* DOCUMENT TEXT *
----------

MET 18- Climatology Of India

he wind experienced by an aircraft flying from Mumbai to Ahmedabad at 03 km during the Monsoon season is typically:
SWly (*)

Explanation
During the Southwest (SW) Monsoon season (June to September), the lower troposphere over the Indian region is characterized by a flow of warm, moist, unstable maritime air drawn from the southwest due to a seasonal low-pressure area over Asia.
At 03 km (approximately 10,000 ft), which is within the lower troposphere (below 6 km), the winds over South India, including the Mumbai to Ahmedabad route, are predominantly Westerly (Wly) or Southwesterly (SWly).
This SWly flow is part of the monsoon circulation, where the winds have crossed the Equator and veered, carrying high temperatures and high humidity.

Key Data to Remember:
• Season: SW Monsoon (June to September).
• Altitude Context: 03 km is in the lower troposphere, below the mean monsoon trough axis. Trade winds (monsoon flow originates from SE trades crossing the Equator) are considered to exist up to 10,000 ft.
• Wind Direction: Below 6 km during the SW monsoon, winds over South India are W-SWly.

The monsoon advances with: Bay of Bengal and Arabian sea currents (*)

Explanation
The Indian Summer (SW) Monsoon season, which typically runs from June to September, advances over the subcontinent through two distinct branches:
1. The Arabian Sea Branch: This branch normally brings monsoon rainfall over Kerala around June 1 and advances rapidly northward along the west coast, ultimately bringing monsoon rainfall over the entire Peninsula and central India.
2. The Bay of Bengal Branch: This branch advances northward, entering Bangladesh, Assam, and adjacent states, and subsequently deflects westward to enter the Gangetic plains as a South Easterly/Easterly current.
Both branches originate from the Southern Hemisphere’s Southeast Trade Winds, which cross the Equator and veer right to become the South Westerly monsoon winds due to the Coriolis effect.

Key Data to Remember:
• SW Monsoon Season: June to September.
• Advance: In two branches: Arabian Sea and Bay of Bengal.
• Origin: Veered Southeast Trade Winds (SWly flow).

A “Break in Monsoon” occurs when the axis of the monsoon trough shifts northward, typically resting near the foothills of the Himalayas.
This synoptic reorganization causes a drastic decrease of rainfall over the central parts of the country. Consequently, the monsoon pressure rises over most parts of the country. The pressure departures from normal over the central parts of India, extending from Gujarat to the North Bay, become positive, often ranging from 2 to 4 hPa or even up to 8 hPa above normal.

Key Data to Remember:
• Synoptic Cause: Monsoon trough shifts to the foothills of the Himalayas.

----------

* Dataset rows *
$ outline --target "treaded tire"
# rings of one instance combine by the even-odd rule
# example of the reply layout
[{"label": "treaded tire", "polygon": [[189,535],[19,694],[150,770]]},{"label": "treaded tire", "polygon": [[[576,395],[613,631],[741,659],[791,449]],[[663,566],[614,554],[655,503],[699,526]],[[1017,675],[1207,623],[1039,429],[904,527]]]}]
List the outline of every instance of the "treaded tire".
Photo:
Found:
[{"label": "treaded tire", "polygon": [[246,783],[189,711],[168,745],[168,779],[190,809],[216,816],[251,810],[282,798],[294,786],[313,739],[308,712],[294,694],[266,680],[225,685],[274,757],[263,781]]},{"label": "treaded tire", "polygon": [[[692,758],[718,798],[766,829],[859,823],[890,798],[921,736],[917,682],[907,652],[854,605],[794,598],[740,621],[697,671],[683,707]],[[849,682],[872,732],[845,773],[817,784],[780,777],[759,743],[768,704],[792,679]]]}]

----------

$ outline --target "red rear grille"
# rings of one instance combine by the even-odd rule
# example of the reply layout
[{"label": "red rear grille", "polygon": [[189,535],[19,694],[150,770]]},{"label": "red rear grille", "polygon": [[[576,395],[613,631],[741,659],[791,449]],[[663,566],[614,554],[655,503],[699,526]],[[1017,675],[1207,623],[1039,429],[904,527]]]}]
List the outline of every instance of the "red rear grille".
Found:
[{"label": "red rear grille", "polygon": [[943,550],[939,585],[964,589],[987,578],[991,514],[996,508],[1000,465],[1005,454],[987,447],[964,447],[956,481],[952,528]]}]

----------

* EXERCISE TASKS *
1) Using the climatology text, explain in one to three sentences why the monsoon winds over India blow from the southwest.
2) Please write out everything in the climatology text from "Both branches originate" down to "near the foothills of the Himalayas.".

* LIST OF SOLUTIONS *
1) Both monsoon branches originate from the Southern Hemisphere's Southeast Trade Winds. These winds cross the Equator and veer right because of the Coriolis effect, becoming the South Westerly monsoon winds.

2)
Both branches originate from the Southern Hemisphere’s Southeast Trade Winds, which cross the Equator and veer right to become the South Westerly monsoon winds due to the Coriolis effect.

Key Data to Remember:
• SW Monsoon Season: June to September.
• Advance: In two branches: Arabian Sea and Bay of Bengal.
• Origin: Veered Southeast Trade Winds (SWly flow).

A “Break in Monsoon” occurs when the axis of the monsoon trough shifts northward, typically resting near the foothills of the Himalayas.